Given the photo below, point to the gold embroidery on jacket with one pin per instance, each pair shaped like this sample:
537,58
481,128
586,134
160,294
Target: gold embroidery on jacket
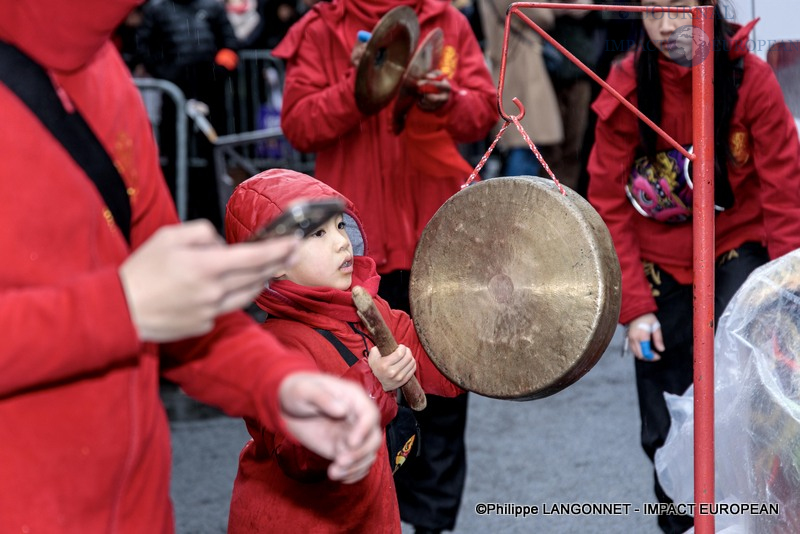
449,61
740,147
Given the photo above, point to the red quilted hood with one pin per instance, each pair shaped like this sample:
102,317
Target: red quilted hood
79,28
260,199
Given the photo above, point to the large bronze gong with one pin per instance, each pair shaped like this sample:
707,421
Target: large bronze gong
515,288
382,67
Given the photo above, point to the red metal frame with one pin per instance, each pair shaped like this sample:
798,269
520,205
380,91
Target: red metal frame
702,226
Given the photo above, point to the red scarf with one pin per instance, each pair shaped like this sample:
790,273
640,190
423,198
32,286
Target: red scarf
293,301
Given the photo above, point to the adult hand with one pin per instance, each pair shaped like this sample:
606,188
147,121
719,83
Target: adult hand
184,276
393,370
645,328
335,419
434,90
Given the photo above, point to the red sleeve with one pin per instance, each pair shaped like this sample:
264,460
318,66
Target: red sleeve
616,138
776,155
317,111
472,109
57,328
238,367
62,349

=== Description of the task ===
Convert the listing above into a Markdown table with the columns Row and Line, one numbered row per line, skipping blank lines. Leave the picture out.

=== Response ===
| Row | Line |
|---|---|
| 1 | Given the photo below, point to the gold embroidery on jacket with one pin per instance, each pair shaped like this sample: |
| 2 | 537,58 |
| 3 | 481,128 |
| 4 | 586,134 |
| 5 | 160,294 |
| 6 | Target: gold embroidery on jacket |
| 7 | 449,61 |
| 8 | 740,147 |
| 9 | Given the photo above, point to the red quilted hood with one pin per instance, each pair shaped like this sample: |
| 10 | 102,317 |
| 11 | Target: red quilted hood |
| 12 | 79,28 |
| 13 | 260,199 |
| 14 | Given the photo above, point to the large bronze gong with one pin per instance, each pair shaped like this sample: |
| 15 | 707,421 |
| 16 | Target: large bronze gong |
| 17 | 515,288 |
| 18 | 382,67 |
| 19 | Given the photo above, point to the red metal frame with one pin per instance, each pair shaped like this sample: |
| 20 | 798,269 |
| 21 | 520,205 |
| 22 | 380,91 |
| 23 | Target: red metal frame |
| 24 | 702,226 |
| 25 | Given the photo above, point to the red scarf with one pin per instance, each pair shaped like this sample: |
| 26 | 790,273 |
| 27 | 640,190 |
| 28 | 423,198 |
| 29 | 32,286 |
| 30 | Target: red scarf |
| 31 | 293,301 |
| 32 | Given the photo above, point to the adult hand with one pin per instance, each pair shaped like this sample: |
| 33 | 606,188 |
| 34 | 147,121 |
| 35 | 719,83 |
| 36 | Target: adult hand |
| 37 | 184,276 |
| 38 | 393,370 |
| 39 | 645,328 |
| 40 | 335,419 |
| 41 | 434,90 |
| 42 | Given the photo above, point to the red sleeve with one pin per instance, each pair shaped like this sample: |
| 43 | 264,460 |
| 44 | 318,66 |
| 45 | Target: red sleeve |
| 46 | 616,138 |
| 47 | 776,155 |
| 48 | 317,111 |
| 49 | 472,109 |
| 50 | 57,328 |
| 51 | 238,367 |
| 52 | 62,349 |